Return the section of the scan-link documentation below that runs between "Usage with dev/global" and "the interactive prompt.", inclusive, copied word for word.

-- START OF Document segment --

Scan given website recursively and report 404 links
- Start scanning from a specified entry URL
- Follow links within specified origins
- Report links that lead to 404 pages
- Export 404 error report as a CSV file
The links and page status code are stored in the db.sqlite3
file of the current working directory. You may run mkdir
and cd
to a specific directory to avoid storing it in the home directory.
You can install scan-link for version control, or execute it via npx
without installation.
To install scan-link
, use npm:
npm install scan-link
You may install it as dev dependency or global dependency based on your preference.
You can use scan-link
from the command line via npx
. The configuration can be provided via environment variables or interactively during execution.
Usage with dev/global installation:
npx scan-link [entryUrl]
Usage without installation:
npx -y scan-link [entryUrl]
The entryUrl
can be specified in argument, loaded from environment variable, or answered in the interactive prompt.
- SITE_URL: The entry URL for the scan
- ORIGINS: A comma-separated list of origins to limit the scan
- REPORT_404_CSV_FILE: Path of the CSV file where the 404 error report will be saved
Example content of .env
file:
SITE_DIR=https://example.com
ORIGINS=https://example.com,https://sub.example.com
REPORT_404_CSV_FILE=report.csv
If environment variables are not set, scan-link
will prompt you for the necessary information.
npx scan-link
You will be prompted to setup above variables.
$ npx -y scan-link
entryUrl: http://localhost:8200/
Please specified the origins of links to follow.
Multiple origins can be delimited by comma (",").
origins (default: "http://localhost:8200"):
origins: [ 'http://localhost:8200' ]
path of CSV file to be saved (default "404.csv"): report.csv
scanned: 12 | pending: 85 | scanning: http://localhost:8200/about
...

-- END OF Document segment --
-- START OF Extracted records --

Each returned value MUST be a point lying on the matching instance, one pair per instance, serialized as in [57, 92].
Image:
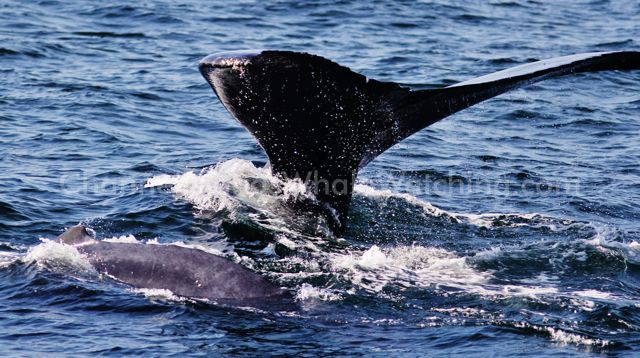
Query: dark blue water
[509, 228]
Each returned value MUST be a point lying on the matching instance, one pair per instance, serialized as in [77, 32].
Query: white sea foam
[486, 220]
[52, 254]
[230, 183]
[408, 266]
[128, 239]
[156, 293]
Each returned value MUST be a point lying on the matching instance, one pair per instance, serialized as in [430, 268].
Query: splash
[59, 257]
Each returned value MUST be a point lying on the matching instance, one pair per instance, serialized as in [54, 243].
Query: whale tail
[321, 122]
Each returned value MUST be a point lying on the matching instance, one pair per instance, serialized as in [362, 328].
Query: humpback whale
[184, 271]
[321, 122]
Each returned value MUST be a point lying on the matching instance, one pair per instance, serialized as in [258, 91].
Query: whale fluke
[322, 122]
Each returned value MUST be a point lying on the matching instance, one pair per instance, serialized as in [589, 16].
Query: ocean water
[509, 228]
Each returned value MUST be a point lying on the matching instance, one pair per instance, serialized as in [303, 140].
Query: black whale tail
[322, 122]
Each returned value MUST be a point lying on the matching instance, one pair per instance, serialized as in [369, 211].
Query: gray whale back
[184, 271]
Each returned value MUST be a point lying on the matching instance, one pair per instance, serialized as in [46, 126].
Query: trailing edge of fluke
[322, 122]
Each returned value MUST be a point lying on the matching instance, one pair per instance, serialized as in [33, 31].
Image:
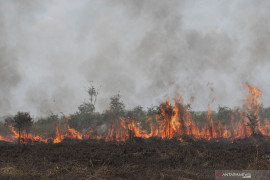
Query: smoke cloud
[149, 50]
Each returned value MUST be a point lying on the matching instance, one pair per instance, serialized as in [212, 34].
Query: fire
[174, 119]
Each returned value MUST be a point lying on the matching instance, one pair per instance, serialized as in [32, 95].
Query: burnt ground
[137, 159]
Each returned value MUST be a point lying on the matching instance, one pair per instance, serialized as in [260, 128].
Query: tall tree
[22, 122]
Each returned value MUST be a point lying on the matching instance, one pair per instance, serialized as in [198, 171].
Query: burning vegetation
[172, 119]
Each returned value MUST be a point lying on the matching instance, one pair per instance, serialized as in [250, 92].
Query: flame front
[174, 120]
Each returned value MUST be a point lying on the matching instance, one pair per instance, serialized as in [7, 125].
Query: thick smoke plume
[148, 50]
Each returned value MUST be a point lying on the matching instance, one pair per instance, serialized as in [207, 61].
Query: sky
[146, 50]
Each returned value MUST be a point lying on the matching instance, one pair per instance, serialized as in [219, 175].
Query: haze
[149, 50]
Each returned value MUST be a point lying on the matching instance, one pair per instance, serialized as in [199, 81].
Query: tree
[116, 106]
[22, 122]
[89, 107]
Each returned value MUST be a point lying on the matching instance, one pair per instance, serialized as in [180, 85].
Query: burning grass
[173, 119]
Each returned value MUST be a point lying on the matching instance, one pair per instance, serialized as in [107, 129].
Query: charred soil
[136, 159]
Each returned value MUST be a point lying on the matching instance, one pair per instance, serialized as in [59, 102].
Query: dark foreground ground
[137, 159]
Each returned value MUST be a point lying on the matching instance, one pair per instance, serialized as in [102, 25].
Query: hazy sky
[148, 50]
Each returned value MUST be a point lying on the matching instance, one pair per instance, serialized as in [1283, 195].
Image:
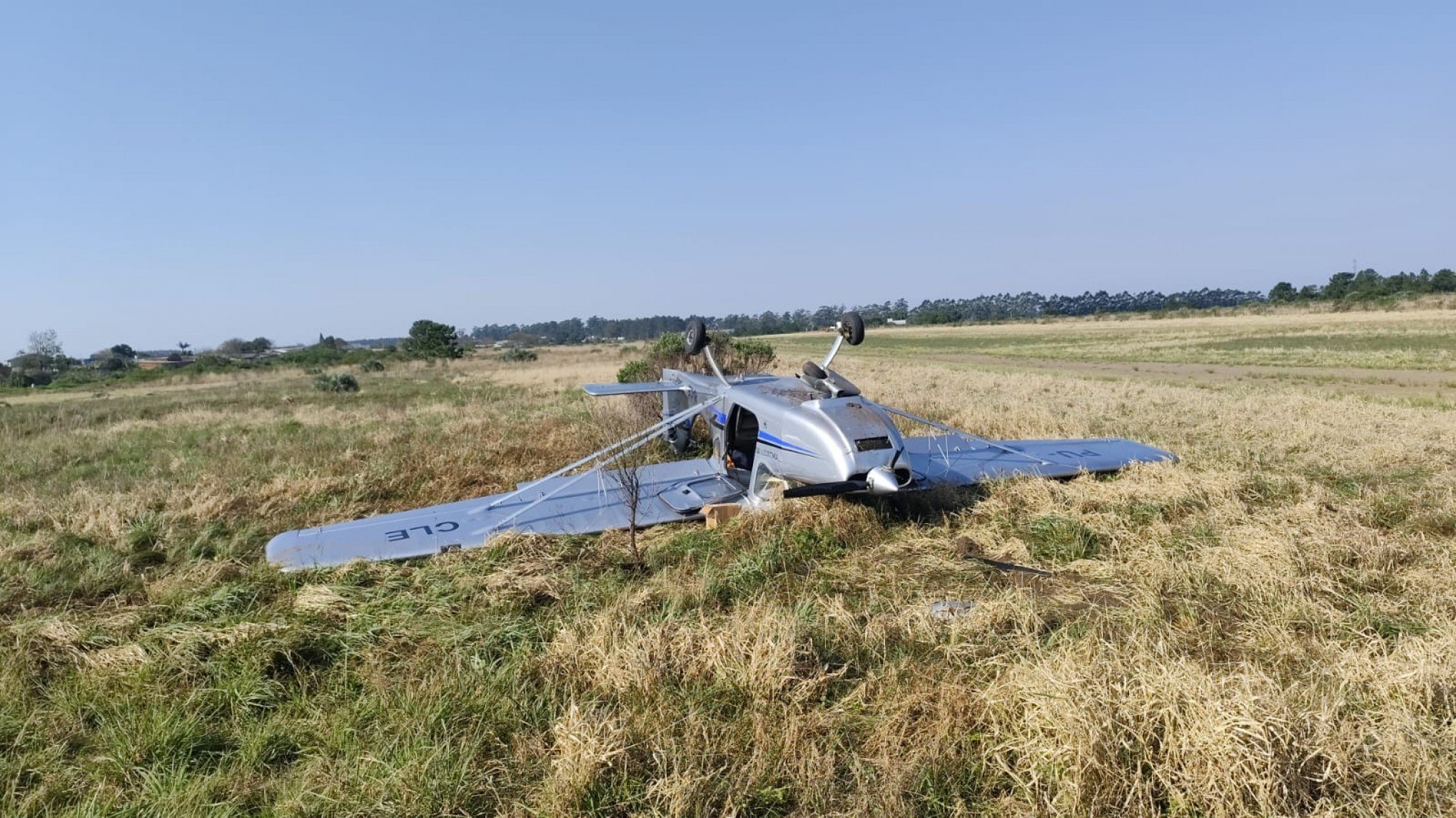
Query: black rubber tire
[695, 338]
[854, 328]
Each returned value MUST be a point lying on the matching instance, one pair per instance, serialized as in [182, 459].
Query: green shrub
[736, 355]
[335, 382]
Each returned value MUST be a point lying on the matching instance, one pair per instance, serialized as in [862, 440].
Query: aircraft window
[743, 440]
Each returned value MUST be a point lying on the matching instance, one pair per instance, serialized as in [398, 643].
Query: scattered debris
[719, 512]
[951, 609]
[969, 549]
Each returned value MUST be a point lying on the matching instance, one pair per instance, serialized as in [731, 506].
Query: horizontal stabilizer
[961, 460]
[647, 388]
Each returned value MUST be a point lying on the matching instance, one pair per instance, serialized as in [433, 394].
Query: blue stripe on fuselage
[787, 445]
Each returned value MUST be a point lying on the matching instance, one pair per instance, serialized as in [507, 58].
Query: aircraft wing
[960, 460]
[644, 388]
[596, 503]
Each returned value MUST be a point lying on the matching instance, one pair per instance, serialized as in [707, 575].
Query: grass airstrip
[1267, 627]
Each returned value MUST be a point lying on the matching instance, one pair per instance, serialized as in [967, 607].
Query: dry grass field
[1267, 627]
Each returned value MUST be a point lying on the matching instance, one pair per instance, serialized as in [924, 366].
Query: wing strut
[967, 435]
[600, 456]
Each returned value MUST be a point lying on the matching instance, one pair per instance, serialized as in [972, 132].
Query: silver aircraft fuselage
[782, 427]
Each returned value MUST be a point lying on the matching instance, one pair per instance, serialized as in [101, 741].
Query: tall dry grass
[1263, 629]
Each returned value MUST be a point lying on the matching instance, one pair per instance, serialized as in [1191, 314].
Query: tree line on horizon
[1002, 306]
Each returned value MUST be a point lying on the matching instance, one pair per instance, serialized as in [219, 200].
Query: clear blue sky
[198, 171]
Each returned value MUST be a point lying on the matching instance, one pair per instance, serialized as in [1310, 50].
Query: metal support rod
[642, 438]
[708, 353]
[839, 341]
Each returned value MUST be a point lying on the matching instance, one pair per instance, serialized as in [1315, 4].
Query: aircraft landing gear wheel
[695, 338]
[852, 328]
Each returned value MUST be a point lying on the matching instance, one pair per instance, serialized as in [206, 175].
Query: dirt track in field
[1397, 383]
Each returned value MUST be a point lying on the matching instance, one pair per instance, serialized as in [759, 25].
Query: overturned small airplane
[813, 434]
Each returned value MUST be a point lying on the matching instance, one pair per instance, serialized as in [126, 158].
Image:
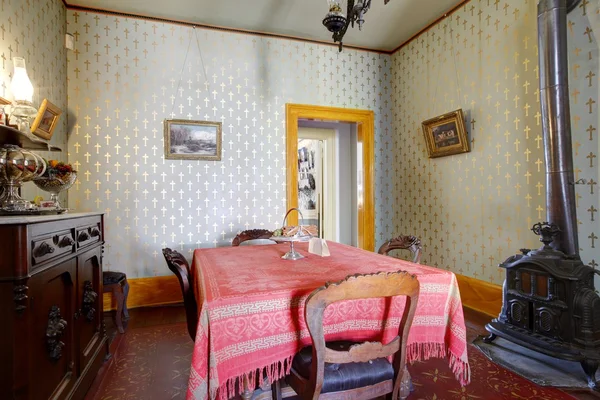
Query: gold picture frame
[192, 140]
[446, 135]
[46, 120]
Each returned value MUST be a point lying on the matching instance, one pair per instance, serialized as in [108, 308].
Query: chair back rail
[403, 242]
[251, 234]
[180, 267]
[382, 284]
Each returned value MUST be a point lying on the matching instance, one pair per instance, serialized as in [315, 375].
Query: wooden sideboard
[52, 338]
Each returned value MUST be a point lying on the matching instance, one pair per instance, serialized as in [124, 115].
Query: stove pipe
[556, 121]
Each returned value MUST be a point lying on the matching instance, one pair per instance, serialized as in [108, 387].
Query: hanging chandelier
[335, 20]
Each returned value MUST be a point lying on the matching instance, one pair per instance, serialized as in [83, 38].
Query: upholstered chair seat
[348, 376]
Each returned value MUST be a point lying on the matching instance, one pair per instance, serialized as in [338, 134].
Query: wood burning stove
[549, 301]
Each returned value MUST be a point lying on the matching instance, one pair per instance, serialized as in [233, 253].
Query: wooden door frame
[365, 122]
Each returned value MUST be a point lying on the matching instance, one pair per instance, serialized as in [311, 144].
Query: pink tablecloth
[251, 313]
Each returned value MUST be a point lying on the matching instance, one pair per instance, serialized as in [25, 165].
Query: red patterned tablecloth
[251, 313]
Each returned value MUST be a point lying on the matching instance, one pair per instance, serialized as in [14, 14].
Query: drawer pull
[54, 332]
[43, 249]
[89, 298]
[83, 236]
[66, 241]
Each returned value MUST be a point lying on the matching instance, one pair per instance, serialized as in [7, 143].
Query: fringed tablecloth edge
[425, 351]
[235, 385]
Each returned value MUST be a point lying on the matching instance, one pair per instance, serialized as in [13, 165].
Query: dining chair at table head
[180, 267]
[253, 234]
[402, 242]
[348, 370]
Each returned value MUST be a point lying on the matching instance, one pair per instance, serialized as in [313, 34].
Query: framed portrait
[446, 135]
[192, 140]
[46, 120]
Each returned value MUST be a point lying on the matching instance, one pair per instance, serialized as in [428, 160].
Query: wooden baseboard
[145, 292]
[160, 290]
[479, 295]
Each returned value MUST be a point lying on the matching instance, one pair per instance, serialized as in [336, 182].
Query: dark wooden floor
[170, 315]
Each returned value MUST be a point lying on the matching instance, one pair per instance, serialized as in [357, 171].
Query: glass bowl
[56, 184]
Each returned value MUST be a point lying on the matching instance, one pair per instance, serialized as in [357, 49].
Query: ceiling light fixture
[335, 20]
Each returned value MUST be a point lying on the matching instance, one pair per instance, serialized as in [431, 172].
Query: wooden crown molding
[260, 33]
[431, 25]
[218, 28]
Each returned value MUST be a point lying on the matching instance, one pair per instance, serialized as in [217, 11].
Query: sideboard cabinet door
[52, 338]
[89, 305]
[52, 350]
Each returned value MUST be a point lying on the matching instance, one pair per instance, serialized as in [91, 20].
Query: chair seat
[112, 277]
[339, 377]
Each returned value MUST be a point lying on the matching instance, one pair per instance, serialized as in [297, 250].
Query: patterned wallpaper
[584, 71]
[474, 210]
[124, 80]
[35, 30]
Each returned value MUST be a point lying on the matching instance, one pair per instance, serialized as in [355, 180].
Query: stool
[116, 283]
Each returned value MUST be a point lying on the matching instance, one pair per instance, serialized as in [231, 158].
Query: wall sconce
[22, 90]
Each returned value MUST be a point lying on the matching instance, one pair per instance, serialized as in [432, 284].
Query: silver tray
[287, 239]
[292, 254]
[53, 211]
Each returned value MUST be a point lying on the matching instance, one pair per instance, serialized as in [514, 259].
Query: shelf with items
[24, 140]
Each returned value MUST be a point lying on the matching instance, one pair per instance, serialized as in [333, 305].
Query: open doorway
[327, 178]
[363, 142]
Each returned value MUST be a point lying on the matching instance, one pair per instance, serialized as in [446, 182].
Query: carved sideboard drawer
[52, 340]
[88, 235]
[58, 244]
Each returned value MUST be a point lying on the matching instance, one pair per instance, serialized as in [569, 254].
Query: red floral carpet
[153, 363]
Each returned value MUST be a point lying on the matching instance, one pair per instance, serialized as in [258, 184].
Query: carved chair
[348, 370]
[251, 234]
[180, 267]
[116, 283]
[402, 242]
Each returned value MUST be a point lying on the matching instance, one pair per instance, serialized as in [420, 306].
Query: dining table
[251, 313]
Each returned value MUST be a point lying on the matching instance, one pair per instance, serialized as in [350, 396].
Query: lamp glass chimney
[20, 85]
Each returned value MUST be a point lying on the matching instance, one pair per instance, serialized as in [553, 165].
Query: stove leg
[490, 338]
[590, 367]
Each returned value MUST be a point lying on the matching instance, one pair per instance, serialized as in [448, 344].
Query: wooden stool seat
[116, 283]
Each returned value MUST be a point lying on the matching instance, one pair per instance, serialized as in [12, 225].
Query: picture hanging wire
[195, 34]
[451, 48]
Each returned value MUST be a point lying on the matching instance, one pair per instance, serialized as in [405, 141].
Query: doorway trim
[365, 122]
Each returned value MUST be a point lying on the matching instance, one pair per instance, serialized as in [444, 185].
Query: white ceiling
[385, 28]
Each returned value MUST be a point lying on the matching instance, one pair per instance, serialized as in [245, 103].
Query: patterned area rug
[153, 364]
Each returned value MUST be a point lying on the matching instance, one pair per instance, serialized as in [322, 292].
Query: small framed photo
[446, 135]
[192, 140]
[46, 120]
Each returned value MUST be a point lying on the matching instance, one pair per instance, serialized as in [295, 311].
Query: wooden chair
[116, 283]
[347, 370]
[411, 243]
[180, 267]
[251, 234]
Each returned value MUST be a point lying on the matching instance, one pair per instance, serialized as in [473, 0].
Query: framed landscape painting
[446, 135]
[192, 140]
[46, 120]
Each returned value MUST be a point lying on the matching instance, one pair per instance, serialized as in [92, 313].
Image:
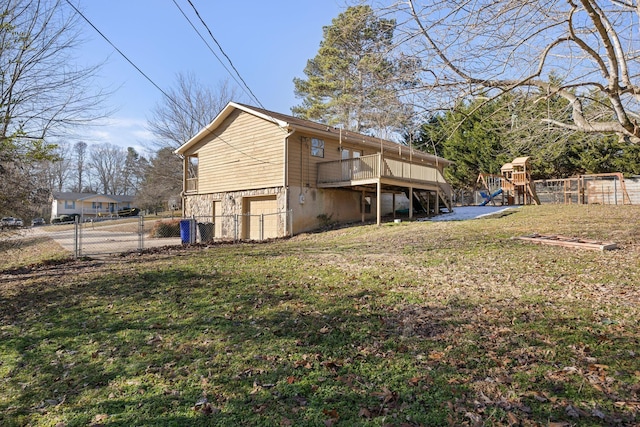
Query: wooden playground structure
[513, 187]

-- END OF Extracted records --

Expected output =>
Usage with dev/global installation:
npx scan-link [entryUrl]
Usage without installation:
npx -y scan-link [entryUrl]
The entryUrl
can be specified in argument, loaded from environment variable, or answered in the interactive prompt.